### INPUT

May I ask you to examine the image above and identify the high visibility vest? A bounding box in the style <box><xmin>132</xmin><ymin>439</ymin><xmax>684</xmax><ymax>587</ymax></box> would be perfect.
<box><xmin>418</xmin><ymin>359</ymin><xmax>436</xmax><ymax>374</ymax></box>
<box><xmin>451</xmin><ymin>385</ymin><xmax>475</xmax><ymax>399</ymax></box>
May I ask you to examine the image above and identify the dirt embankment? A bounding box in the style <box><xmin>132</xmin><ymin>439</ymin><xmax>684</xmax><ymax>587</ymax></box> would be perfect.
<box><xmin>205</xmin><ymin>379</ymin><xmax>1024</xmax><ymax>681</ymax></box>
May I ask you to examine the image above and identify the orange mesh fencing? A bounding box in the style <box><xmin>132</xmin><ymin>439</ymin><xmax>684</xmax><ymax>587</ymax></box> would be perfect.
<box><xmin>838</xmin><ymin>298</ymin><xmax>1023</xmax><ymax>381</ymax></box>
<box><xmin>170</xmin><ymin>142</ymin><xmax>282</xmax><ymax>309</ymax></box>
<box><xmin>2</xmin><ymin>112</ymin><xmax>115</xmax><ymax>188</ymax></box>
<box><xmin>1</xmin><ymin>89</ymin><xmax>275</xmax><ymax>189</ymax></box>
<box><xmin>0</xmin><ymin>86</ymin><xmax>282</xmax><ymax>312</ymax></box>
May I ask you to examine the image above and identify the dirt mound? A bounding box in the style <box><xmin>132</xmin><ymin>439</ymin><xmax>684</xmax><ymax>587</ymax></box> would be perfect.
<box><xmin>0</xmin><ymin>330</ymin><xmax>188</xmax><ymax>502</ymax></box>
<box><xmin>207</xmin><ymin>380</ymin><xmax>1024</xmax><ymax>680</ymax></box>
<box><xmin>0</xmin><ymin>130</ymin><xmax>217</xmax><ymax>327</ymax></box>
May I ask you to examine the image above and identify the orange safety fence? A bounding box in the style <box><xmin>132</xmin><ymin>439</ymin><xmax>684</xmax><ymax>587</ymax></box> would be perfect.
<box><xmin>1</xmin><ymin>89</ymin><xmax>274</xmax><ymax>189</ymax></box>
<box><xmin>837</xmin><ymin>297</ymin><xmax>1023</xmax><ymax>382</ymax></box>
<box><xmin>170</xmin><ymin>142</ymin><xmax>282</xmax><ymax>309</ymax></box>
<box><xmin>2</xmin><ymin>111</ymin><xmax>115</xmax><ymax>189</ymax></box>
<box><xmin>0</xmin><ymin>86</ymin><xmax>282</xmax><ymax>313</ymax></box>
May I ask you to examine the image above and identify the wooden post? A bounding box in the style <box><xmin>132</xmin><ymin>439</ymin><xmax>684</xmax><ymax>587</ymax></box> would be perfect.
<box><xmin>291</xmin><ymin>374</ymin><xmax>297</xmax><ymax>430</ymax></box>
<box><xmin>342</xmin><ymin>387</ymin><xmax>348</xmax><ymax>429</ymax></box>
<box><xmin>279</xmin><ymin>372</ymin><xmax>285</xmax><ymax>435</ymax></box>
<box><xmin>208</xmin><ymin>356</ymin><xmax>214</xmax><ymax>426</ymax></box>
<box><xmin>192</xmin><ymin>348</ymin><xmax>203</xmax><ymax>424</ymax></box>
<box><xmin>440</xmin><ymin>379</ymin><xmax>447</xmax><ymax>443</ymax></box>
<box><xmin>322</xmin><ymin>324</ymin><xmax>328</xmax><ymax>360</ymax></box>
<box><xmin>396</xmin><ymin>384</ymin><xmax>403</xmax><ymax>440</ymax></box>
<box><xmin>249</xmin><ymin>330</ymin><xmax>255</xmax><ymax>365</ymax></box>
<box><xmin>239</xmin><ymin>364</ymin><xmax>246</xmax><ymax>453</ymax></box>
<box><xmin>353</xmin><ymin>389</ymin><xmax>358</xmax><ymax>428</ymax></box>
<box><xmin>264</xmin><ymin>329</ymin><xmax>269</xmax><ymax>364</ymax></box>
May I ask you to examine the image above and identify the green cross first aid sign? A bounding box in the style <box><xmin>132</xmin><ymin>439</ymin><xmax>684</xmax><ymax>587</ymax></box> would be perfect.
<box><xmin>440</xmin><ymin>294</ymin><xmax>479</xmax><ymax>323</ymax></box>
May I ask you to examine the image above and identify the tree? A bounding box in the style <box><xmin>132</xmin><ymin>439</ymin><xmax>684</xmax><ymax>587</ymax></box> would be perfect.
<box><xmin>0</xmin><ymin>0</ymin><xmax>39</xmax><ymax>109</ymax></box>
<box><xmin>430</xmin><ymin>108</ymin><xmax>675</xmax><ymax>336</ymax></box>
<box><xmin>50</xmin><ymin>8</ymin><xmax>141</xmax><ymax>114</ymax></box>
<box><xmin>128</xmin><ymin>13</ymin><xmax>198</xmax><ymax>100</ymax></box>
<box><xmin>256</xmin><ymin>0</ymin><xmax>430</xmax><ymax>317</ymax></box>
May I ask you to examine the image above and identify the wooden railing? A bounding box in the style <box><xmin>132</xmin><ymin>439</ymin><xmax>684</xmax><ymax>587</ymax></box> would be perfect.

### ABOUT THIS EXERCISE
Keeping every word as it is, repeat all of the records.

### EXERCISE ANSWER
May I ask you to examine the image above and identify the high visibility vest? A bounding box in the style <box><xmin>132</xmin><ymin>439</ymin><xmax>684</xmax><ymax>587</ymax></box> would be perfect.
<box><xmin>418</xmin><ymin>359</ymin><xmax>436</xmax><ymax>374</ymax></box>
<box><xmin>451</xmin><ymin>385</ymin><xmax>475</xmax><ymax>399</ymax></box>
May I ask you to examine the image above and identify the dirt embankment? A bounding box in the style <box><xmin>132</xmin><ymin>439</ymin><xmax>684</xmax><ymax>587</ymax></box> would be perfect.
<box><xmin>205</xmin><ymin>379</ymin><xmax>1024</xmax><ymax>681</ymax></box>
May I ask you to examine the image above and identify the orange mesh fencing? A bounding box in the style <box><xmin>132</xmin><ymin>439</ymin><xmax>684</xmax><ymax>587</ymax></box> would be perfect.
<box><xmin>838</xmin><ymin>298</ymin><xmax>1023</xmax><ymax>381</ymax></box>
<box><xmin>170</xmin><ymin>142</ymin><xmax>282</xmax><ymax>309</ymax></box>
<box><xmin>2</xmin><ymin>112</ymin><xmax>115</xmax><ymax>188</ymax></box>
<box><xmin>1</xmin><ymin>89</ymin><xmax>275</xmax><ymax>189</ymax></box>
<box><xmin>0</xmin><ymin>86</ymin><xmax>282</xmax><ymax>312</ymax></box>
May I ask you to examine the image above and identify the dirt mound? A bounding box in the style <box><xmin>132</xmin><ymin>439</ymin><xmax>684</xmax><ymax>587</ymax></box> would be perfect.
<box><xmin>0</xmin><ymin>330</ymin><xmax>188</xmax><ymax>502</ymax></box>
<box><xmin>207</xmin><ymin>380</ymin><xmax>1024</xmax><ymax>680</ymax></box>
<box><xmin>0</xmin><ymin>130</ymin><xmax>217</xmax><ymax>327</ymax></box>
May I ask you to examine the image above and identify the orange safety fence? A bounding box in the style <box><xmin>132</xmin><ymin>439</ymin><xmax>684</xmax><ymax>587</ymax></box> would be perfect.
<box><xmin>1</xmin><ymin>89</ymin><xmax>274</xmax><ymax>189</ymax></box>
<box><xmin>837</xmin><ymin>297</ymin><xmax>1023</xmax><ymax>382</ymax></box>
<box><xmin>170</xmin><ymin>142</ymin><xmax>282</xmax><ymax>309</ymax></box>
<box><xmin>2</xmin><ymin>111</ymin><xmax>115</xmax><ymax>189</ymax></box>
<box><xmin>0</xmin><ymin>86</ymin><xmax>282</xmax><ymax>313</ymax></box>
May I ask you to examine the image above and identify the wooden post? A bounding box in the style <box><xmin>132</xmin><ymin>439</ymin><xmax>684</xmax><ymax>587</ymax></box> would be perfect.
<box><xmin>291</xmin><ymin>374</ymin><xmax>297</xmax><ymax>430</ymax></box>
<box><xmin>342</xmin><ymin>387</ymin><xmax>348</xmax><ymax>429</ymax></box>
<box><xmin>279</xmin><ymin>372</ymin><xmax>285</xmax><ymax>435</ymax></box>
<box><xmin>208</xmin><ymin>356</ymin><xmax>214</xmax><ymax>426</ymax></box>
<box><xmin>192</xmin><ymin>348</ymin><xmax>203</xmax><ymax>424</ymax></box>
<box><xmin>440</xmin><ymin>379</ymin><xmax>447</xmax><ymax>443</ymax></box>
<box><xmin>322</xmin><ymin>324</ymin><xmax>328</xmax><ymax>360</ymax></box>
<box><xmin>396</xmin><ymin>384</ymin><xmax>403</xmax><ymax>440</ymax></box>
<box><xmin>249</xmin><ymin>330</ymin><xmax>255</xmax><ymax>365</ymax></box>
<box><xmin>239</xmin><ymin>364</ymin><xmax>246</xmax><ymax>453</ymax></box>
<box><xmin>353</xmin><ymin>389</ymin><xmax>358</xmax><ymax>428</ymax></box>
<box><xmin>264</xmin><ymin>329</ymin><xmax>269</xmax><ymax>364</ymax></box>
May I ask you to examine the image above and identify the green cross first aid sign? A bounding box in the style <box><xmin>132</xmin><ymin>439</ymin><xmax>684</xmax><ymax>587</ymax></box> would be perfect.
<box><xmin>440</xmin><ymin>294</ymin><xmax>479</xmax><ymax>323</ymax></box>
May I ask you to examine the image above and identify the tree? A bounding box in the style <box><xmin>132</xmin><ymin>439</ymin><xmax>684</xmax><ymax>587</ymax></box> would be perfect.
<box><xmin>0</xmin><ymin>0</ymin><xmax>39</xmax><ymax>109</ymax></box>
<box><xmin>430</xmin><ymin>108</ymin><xmax>675</xmax><ymax>336</ymax></box>
<box><xmin>50</xmin><ymin>8</ymin><xmax>141</xmax><ymax>114</ymax></box>
<box><xmin>128</xmin><ymin>13</ymin><xmax>198</xmax><ymax>100</ymax></box>
<box><xmin>256</xmin><ymin>0</ymin><xmax>430</xmax><ymax>317</ymax></box>
May I ask you to examine the image above and identify the wooden railing? A bounding box in the style <box><xmin>132</xmin><ymin>439</ymin><xmax>684</xmax><ymax>587</ymax></box> would be perfect.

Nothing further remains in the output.